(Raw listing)
_ _ _ _

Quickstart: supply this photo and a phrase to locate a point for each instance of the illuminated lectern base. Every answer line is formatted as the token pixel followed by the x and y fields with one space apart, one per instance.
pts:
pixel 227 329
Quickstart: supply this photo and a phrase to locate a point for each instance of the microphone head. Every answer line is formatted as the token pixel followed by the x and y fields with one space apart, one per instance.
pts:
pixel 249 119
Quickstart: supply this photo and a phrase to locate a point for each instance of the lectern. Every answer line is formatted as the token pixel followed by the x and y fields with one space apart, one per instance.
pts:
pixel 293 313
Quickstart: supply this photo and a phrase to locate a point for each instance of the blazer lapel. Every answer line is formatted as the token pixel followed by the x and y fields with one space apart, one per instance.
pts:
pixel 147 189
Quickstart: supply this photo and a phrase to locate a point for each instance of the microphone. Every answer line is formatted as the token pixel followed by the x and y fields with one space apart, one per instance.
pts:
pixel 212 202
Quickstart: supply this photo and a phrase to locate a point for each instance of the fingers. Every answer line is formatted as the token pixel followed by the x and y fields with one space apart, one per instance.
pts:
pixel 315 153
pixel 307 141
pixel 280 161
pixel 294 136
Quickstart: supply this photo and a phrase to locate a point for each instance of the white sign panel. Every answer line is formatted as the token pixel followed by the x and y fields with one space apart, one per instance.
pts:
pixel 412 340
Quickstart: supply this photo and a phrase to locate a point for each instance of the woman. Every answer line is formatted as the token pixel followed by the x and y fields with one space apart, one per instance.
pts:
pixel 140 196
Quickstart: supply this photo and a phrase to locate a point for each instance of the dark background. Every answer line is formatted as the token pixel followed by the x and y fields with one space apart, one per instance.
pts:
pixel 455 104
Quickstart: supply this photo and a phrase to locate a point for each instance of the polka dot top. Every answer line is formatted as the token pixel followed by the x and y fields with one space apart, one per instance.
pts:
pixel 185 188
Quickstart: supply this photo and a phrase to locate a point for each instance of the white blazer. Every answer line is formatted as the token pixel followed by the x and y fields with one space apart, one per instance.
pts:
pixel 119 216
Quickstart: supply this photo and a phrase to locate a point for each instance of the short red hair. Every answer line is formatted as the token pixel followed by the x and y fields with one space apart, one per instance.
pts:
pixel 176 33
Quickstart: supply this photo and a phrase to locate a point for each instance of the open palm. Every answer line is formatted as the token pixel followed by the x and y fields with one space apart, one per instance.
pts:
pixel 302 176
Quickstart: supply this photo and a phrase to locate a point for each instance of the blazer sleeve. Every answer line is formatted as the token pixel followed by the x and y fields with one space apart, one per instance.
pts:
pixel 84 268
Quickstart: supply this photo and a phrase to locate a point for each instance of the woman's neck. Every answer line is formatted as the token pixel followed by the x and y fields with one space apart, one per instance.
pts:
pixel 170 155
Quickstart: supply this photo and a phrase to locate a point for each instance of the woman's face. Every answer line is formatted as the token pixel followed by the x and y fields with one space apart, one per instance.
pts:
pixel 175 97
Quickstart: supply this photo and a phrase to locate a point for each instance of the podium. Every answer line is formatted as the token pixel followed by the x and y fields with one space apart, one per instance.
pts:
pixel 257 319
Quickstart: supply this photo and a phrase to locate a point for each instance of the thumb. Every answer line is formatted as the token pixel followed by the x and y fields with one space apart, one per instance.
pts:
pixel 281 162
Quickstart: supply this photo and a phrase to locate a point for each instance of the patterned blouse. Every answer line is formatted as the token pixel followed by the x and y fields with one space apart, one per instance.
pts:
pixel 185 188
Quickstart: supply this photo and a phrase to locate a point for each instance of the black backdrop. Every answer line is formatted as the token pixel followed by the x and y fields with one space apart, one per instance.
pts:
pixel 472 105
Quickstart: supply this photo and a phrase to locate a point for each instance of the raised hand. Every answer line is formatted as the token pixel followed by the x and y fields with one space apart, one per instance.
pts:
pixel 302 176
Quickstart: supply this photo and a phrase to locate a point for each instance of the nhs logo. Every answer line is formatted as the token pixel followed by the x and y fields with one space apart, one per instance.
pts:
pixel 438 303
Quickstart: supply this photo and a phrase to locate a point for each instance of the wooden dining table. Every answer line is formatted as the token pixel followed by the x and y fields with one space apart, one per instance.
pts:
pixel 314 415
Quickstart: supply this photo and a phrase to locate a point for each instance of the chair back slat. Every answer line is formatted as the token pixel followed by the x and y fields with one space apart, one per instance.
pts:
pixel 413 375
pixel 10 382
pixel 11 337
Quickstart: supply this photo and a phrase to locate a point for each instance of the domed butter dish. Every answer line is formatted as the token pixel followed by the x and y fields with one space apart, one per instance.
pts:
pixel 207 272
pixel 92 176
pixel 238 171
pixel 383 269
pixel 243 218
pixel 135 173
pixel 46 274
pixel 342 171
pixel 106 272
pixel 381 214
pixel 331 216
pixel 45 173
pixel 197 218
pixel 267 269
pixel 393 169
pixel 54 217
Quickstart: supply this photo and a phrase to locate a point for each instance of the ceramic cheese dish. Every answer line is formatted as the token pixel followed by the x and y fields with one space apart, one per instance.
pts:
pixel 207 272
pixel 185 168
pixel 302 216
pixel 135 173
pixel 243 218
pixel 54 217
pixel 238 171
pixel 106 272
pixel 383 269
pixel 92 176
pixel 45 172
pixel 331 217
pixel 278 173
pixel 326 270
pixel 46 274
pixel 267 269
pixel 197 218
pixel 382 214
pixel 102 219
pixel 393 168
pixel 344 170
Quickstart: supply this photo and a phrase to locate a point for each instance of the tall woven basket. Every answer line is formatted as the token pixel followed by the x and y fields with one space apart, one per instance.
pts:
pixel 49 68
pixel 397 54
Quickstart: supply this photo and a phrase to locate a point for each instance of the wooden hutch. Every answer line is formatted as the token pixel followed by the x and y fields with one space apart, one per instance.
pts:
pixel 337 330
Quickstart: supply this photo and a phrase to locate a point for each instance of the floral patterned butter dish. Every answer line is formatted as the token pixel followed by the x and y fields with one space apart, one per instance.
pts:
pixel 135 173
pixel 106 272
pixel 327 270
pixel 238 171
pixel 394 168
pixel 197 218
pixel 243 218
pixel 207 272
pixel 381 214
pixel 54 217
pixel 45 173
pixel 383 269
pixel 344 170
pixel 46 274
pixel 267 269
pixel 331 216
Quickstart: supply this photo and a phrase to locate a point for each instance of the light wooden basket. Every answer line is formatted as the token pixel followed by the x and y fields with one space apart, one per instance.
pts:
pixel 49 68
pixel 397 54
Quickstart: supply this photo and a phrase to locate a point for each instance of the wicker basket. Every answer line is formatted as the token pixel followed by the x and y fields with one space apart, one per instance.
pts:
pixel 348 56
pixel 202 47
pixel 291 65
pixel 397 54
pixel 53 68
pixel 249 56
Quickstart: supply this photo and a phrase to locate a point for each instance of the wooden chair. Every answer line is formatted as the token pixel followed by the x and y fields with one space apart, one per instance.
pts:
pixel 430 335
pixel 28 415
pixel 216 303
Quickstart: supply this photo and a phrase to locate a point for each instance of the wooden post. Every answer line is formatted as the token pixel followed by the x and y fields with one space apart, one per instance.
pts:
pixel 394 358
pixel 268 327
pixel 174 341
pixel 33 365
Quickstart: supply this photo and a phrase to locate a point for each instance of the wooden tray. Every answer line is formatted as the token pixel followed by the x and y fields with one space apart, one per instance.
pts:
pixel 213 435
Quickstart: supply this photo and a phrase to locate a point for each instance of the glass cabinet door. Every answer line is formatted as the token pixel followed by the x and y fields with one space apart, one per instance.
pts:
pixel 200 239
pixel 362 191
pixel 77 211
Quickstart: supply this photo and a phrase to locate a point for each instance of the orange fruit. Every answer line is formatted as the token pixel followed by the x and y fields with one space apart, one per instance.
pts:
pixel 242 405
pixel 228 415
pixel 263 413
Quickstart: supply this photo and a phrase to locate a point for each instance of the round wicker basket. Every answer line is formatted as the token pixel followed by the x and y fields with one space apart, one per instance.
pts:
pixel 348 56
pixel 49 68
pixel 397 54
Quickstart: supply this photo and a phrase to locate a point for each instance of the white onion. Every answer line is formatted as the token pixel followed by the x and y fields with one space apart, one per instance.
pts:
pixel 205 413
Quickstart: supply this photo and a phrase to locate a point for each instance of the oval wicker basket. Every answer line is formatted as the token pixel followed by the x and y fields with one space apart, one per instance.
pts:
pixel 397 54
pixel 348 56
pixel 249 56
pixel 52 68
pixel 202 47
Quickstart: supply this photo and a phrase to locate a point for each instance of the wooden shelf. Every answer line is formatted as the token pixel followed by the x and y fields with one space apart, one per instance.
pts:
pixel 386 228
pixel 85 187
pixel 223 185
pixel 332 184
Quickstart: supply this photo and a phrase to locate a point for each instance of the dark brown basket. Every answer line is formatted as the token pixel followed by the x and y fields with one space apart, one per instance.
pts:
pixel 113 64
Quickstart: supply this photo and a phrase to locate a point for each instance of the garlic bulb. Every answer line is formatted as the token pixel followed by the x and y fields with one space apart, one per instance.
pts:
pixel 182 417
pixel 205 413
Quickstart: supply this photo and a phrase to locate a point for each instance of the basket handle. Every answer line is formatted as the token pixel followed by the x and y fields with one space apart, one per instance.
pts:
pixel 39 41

_ _ _ _

**WRITTEN REQUEST**
Rewrite the listing from its first line through the line containing "pixel 227 329", swapping "illuminated lectern base" for "lit lectern base" and keeping everything else the same.

**THE COMPLETED TASK**
Quickstart: supply this photo and a phrase to locate a point for each instance of the lit lectern base. Every answer line is formatted as the token pixel followed by the x and y fields with one space apart, one per instance.
pts:
pixel 227 329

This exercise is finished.